◆ Extracted text
========================

When I was a little kid, Pollyanna, was one of my favorite books. Pollyanna’s glad-game was my magic too; when everything was going wrong, I could always find something good. I got so good at the glad-game people called me Pollyanna (they still do).

Pollyanna did not spread gladness, by making shit up. Pollyanna listened for the reasons people were bickering, arguing and angry. When Pollyanna spoke those reasons out loud, it melted hearts and changed minds.

The reasons we fight and argue make us feel so small and vulnerable, even stupid, no one has the courage to say their reasons out loud. People can shout and scream, even kill, but they cannot bring themselves to say their reasons out loud.

Let me take the first leap. Instead of telling you all about my fights, arguments, disagreements, negativity and anger, I will tell you the reasons I do all those things. Here goes… I am leaping

My reason is that I want a peaceful life where I can spend my time with the people I love, doing the work I love, in places that I love. That’s it. That’s the reason I do and say most everything I do and say. I want that so much that I will fight global corporations, presidents, politicians, billionaires, cops, soldiers, neighbors, teachers… anyone and everyone who tries to keep me from it.

========================

◆ Written task 1
Please duplicate the Pollyanna passage from "The reasons we" to "themselves to say their reasons out loud.".
◆ Written task 2
In the Pollyanna passage, what did people call the writer for being so good at the glad-game?
◆ Written task 3
Write the next part of the Pollyanna passage, starting after its final sentence.

◆ Records shown
========================

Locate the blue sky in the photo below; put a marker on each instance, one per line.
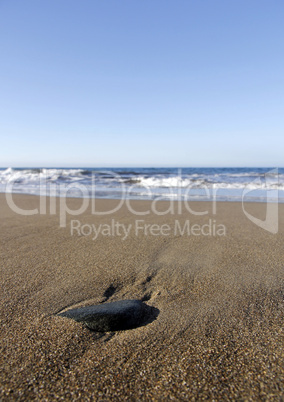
(141, 83)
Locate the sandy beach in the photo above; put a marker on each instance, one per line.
(219, 331)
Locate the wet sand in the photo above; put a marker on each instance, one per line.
(219, 331)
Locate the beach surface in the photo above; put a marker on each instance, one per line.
(218, 334)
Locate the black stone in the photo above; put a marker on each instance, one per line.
(114, 316)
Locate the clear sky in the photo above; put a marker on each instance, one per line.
(142, 83)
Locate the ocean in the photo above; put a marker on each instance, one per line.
(200, 184)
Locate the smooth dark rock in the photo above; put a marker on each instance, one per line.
(115, 316)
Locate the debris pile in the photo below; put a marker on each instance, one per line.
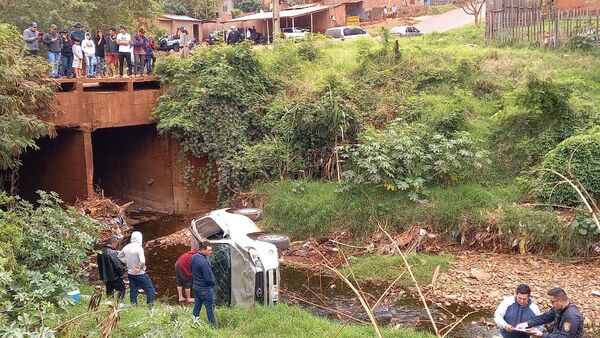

========================

◆ Exercise result 1
The reasons we fight and argue make us feel so small and vulnerable, even stupid, no one has the courage to say their reasons out loud. People can shout and scream, even kill, but they cannot bring themselves to say their reasons out loud.

◆ Exercise result 2
Pollyanna.

◆ Exercise result 3
I just told everyone here, my honest reason, and half of you are laughing, making fun of me, shaking your heads in disbelief at my naivete and stupidity and ready to hit the keyboard and type “Grow the fuck up”. Other readers, just dismissed me and moved on to another comment.

For those who stayed, I wonder can you tell us your reasons. You know what you do NOT want. Do you know what you want? Do you need to write pages of words to express your reasons? Or have you thought about what you want so deeply you can express it in a short and simple sentence? How about you, Steve, will you take the leap?

My point is simple. People who are afraid to say their reasons out loud, blame other people for not getting it – and that’s what causes fights.

We cannot fight FOR something, if we don’t know what that something is. Until people start saying what they want, out loud, we will keep on fighting.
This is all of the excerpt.